Would you mind restating all of the records word for word, skipping the pictures?

Records contained in a dataset

****

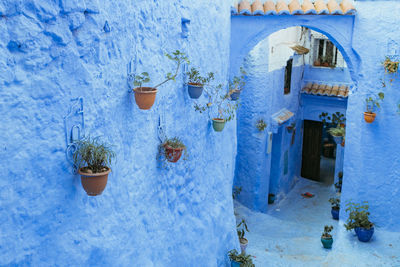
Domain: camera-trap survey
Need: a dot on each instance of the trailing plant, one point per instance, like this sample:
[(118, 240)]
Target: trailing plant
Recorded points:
[(236, 191), (244, 259), (335, 202), (390, 66), (358, 216), (194, 77), (326, 234), (261, 125), (177, 56), (219, 103), (337, 118), (339, 131), (92, 155), (238, 82), (373, 102), (242, 229)]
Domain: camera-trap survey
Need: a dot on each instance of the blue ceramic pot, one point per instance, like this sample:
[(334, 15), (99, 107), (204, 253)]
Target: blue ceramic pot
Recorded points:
[(364, 235), (338, 139), (235, 95), (327, 243), (335, 214), (195, 91)]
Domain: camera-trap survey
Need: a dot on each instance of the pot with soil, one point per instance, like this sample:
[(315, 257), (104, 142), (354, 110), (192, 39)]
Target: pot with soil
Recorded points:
[(92, 159), (218, 124)]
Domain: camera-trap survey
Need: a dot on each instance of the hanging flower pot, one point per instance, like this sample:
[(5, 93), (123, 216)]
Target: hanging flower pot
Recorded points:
[(195, 90), (173, 149), (95, 158), (94, 183), (369, 117), (145, 97), (218, 124)]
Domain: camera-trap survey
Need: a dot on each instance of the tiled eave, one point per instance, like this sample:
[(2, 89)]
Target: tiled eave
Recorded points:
[(341, 91), (280, 7)]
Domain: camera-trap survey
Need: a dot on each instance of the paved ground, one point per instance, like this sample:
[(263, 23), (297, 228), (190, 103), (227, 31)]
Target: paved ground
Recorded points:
[(289, 235)]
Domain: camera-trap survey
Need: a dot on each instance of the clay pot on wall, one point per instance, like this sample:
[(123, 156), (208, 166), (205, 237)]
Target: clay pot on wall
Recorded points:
[(218, 124), (243, 244), (369, 117), (94, 183), (195, 90), (145, 97), (173, 154), (327, 242)]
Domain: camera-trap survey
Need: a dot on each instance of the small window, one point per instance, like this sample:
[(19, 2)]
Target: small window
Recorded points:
[(326, 53), (288, 76)]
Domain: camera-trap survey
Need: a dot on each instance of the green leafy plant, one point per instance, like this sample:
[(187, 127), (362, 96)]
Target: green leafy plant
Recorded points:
[(326, 234), (358, 216), (236, 191), (92, 155), (336, 119), (195, 78), (261, 125), (242, 229), (238, 82), (390, 66), (338, 131), (219, 103), (335, 202), (177, 56), (244, 259), (373, 102)]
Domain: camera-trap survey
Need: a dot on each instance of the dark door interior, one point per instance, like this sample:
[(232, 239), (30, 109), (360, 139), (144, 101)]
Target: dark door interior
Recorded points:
[(312, 143)]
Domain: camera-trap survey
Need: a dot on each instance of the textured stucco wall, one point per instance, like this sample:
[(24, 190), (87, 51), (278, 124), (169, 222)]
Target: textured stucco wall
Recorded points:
[(53, 51), (372, 159)]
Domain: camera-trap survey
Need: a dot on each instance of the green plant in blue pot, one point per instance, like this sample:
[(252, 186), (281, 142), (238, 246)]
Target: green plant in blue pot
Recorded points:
[(196, 82), (359, 220), (240, 260), (326, 237)]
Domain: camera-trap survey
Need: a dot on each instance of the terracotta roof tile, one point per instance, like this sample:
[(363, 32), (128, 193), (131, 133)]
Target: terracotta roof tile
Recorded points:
[(326, 90), (295, 8), (308, 7), (269, 8), (257, 8), (244, 8), (280, 7)]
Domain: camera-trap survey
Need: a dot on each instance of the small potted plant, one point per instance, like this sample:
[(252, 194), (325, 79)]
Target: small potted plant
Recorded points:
[(225, 110), (371, 104), (237, 85), (93, 160), (241, 230), (261, 125), (359, 220), (240, 260), (338, 134), (173, 148), (326, 237), (271, 198), (196, 82), (145, 96), (291, 127), (335, 202)]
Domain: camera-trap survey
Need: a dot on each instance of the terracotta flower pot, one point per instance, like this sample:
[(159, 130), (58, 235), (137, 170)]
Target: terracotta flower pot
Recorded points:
[(218, 124), (173, 154), (145, 97), (369, 117), (94, 183), (243, 244)]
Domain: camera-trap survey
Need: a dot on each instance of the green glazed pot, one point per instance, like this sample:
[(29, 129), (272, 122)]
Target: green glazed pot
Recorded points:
[(327, 243), (218, 124)]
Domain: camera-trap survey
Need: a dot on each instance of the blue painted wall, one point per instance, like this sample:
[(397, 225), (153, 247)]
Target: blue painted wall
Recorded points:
[(52, 51)]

****

◆ **Result of this task**:
Domain: camera-trap survey
Need: a dot on each instance of the trailing plant, one point per instance, like this sample:
[(118, 240)]
Target: trailing plant
Recorded points:
[(236, 191), (244, 259), (335, 202), (390, 66), (358, 216), (194, 77), (326, 234), (261, 125), (177, 56), (219, 103), (337, 118), (339, 131), (92, 155), (238, 82), (373, 102), (242, 229)]
Domain: camera-trap survey
Need: a dot on each instance of the blue ceramic pot, one point per instance, like this sample:
[(334, 15), (99, 107), (204, 253)]
Target: blue ceramic pot
Recorded points:
[(364, 235), (338, 139), (235, 95), (327, 243), (335, 214), (195, 91)]
Domain: camera-trap survey
Need: a dot on each instance of the pot with soil, one point per instance, like this sample:
[(315, 257), (104, 142), (354, 110), (192, 39)]
Target: pot with soil
Recorded points:
[(92, 159), (218, 124)]
Domain: camera-trap survey
Need: a dot on each instance of the hanging flower pot, one point per instance, like this sample:
[(5, 93), (123, 216)]
Target: hanging flower pot
Recorded points:
[(195, 90), (173, 149), (95, 158), (94, 183), (369, 117), (145, 97), (218, 124)]
Domain: camera-trap survey
Need: a dot on each instance of the tiled eave, one point per instance, like this sample:
[(2, 89)]
Target: tiled eave
Recorded points:
[(341, 91), (280, 7)]
Domain: camera-trap survey
Need: a dot on each instance of the paved ground, one point per instance, like this sample:
[(263, 23), (297, 228), (190, 103), (227, 31)]
Target: paved ground
Recorded points:
[(289, 235)]
Domain: camera-trap survey
Need: a dot on each instance of the clay pot on wall, one point per instance, like this sample:
[(123, 156), (208, 166), (205, 237)]
Target: clay pot on wall
Recorded points:
[(218, 124), (243, 244), (369, 117), (94, 183), (195, 90), (145, 97), (173, 154), (327, 242)]
Domain: camera-trap survey
Need: a dot on each instance of the small window, one point per instance, like this sample:
[(19, 2)]
Target: small window
Recorded points:
[(326, 53), (288, 76)]
Domain: camera-trap survey
Need: a dot on each instance of the green leafy plant, one point per instance, like this sample:
[(187, 127), (362, 96)]
Target: green leafy plant
Recorded points:
[(326, 234), (358, 216), (236, 191), (92, 155), (336, 119), (195, 78), (261, 125), (242, 229), (238, 82), (390, 66), (338, 131), (219, 103), (335, 202), (177, 56), (244, 259), (373, 102)]
Domain: camera-trap survey
Need: a dot on each instance of the dark door interior, one point per instance, like this sample:
[(232, 239), (30, 109), (360, 139), (144, 101)]
Target: dark door interior
Recorded points:
[(312, 143)]
Domain: camera-trap survey
Need: a dot on each instance of the textured stucco wall, one point per instance, like this sample:
[(24, 190), (87, 51), (278, 124), (169, 222)]
Target: textured stucco wall
Recorded points:
[(53, 51), (372, 159)]
Domain: camera-trap survey
Need: a dot on each instance of the green plant in blue pot, one point per instance, like this sample:
[(252, 186), (281, 142), (238, 246)]
Target: green plant in blue pot
Recorded points:
[(196, 82), (359, 220), (240, 260), (326, 237)]
Domain: camera-trap survey
Need: a dot on each instance of the terracotta roof tile, one point per instance, like this sample:
[(363, 32), (128, 193), (131, 133)]
Target: terracotta roof tile
Recorded points:
[(326, 90), (295, 8), (308, 7), (269, 8), (257, 8), (244, 8), (280, 7)]
Domain: camera-trap survey
Need: a dot on each instance of the small potted plant, one point per instance, like this sample:
[(252, 194), (325, 79)]
Target: small potted plant
Recorded points:
[(225, 110), (371, 104), (237, 85), (93, 160), (241, 230), (261, 125), (359, 220), (240, 260), (338, 134), (173, 148), (326, 237), (271, 198), (196, 82), (145, 96), (291, 127), (335, 202)]
Domain: camera-trap survey
Need: a dot on each instance of the terracotta flower pot, one point per instance, like this sample:
[(159, 130), (58, 235), (137, 170)]
Target: terracotta flower pot
Recorded points:
[(218, 124), (173, 154), (145, 97), (369, 117), (94, 183), (243, 244)]
Domain: camera-trap survey
Need: a dot on each instance of the green glazed pot, one point per instance, like this sample:
[(29, 129), (272, 122)]
Target: green glazed pot
Recorded points:
[(327, 243), (218, 124)]
Domain: camera-trap survey
Need: a dot on each instance of the blue painted wall, one point per instance, like this sample:
[(397, 225), (153, 247)]
Target: blue painted wall
Recorded points:
[(52, 51)]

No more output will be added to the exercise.